From the line that contains "Can you spot the wooden crate?" through the line that contains "x=249, y=263", reproduce these lines of the records, requests included, and multiply every x and y coordinate in the answers by 2.05, rounding to whole numbers with halves rounded up.

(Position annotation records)
====================
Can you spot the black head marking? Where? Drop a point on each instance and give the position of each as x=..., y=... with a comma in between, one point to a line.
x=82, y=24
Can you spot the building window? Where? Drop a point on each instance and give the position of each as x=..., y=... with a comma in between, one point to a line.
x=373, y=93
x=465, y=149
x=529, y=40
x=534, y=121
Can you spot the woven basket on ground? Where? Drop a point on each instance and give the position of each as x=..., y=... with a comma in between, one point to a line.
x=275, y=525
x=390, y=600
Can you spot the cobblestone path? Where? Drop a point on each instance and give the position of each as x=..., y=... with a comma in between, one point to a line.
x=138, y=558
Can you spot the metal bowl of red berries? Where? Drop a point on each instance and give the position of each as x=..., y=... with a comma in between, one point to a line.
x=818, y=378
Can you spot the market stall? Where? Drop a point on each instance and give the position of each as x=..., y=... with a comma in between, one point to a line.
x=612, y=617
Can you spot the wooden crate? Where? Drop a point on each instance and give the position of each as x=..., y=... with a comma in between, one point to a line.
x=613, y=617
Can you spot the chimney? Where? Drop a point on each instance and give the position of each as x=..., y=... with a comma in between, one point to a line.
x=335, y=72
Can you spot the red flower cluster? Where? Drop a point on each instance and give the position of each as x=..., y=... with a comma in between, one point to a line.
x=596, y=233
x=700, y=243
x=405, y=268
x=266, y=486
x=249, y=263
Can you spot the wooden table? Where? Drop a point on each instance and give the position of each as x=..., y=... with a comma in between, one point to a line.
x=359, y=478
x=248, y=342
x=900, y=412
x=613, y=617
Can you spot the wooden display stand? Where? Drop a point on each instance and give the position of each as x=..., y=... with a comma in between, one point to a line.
====================
* _Expected answer_
Can you spot the wooden crate? Where? Drop a point on each instance and give the position of each as x=..., y=... with a comma in between, one point to a line.
x=1257, y=1265
Can you spot the chimney? Where? Drop a point on each instance and give the position of each as x=..., y=... with a comma in between, one point to a line.
x=687, y=148
Can you spot the red flower cluster? Where? Drop a point on each instance and give the position of each as x=..., y=... with a comma in between, one point to a line.
x=1222, y=478
x=1435, y=498
x=830, y=549
x=545, y=996
x=510, y=539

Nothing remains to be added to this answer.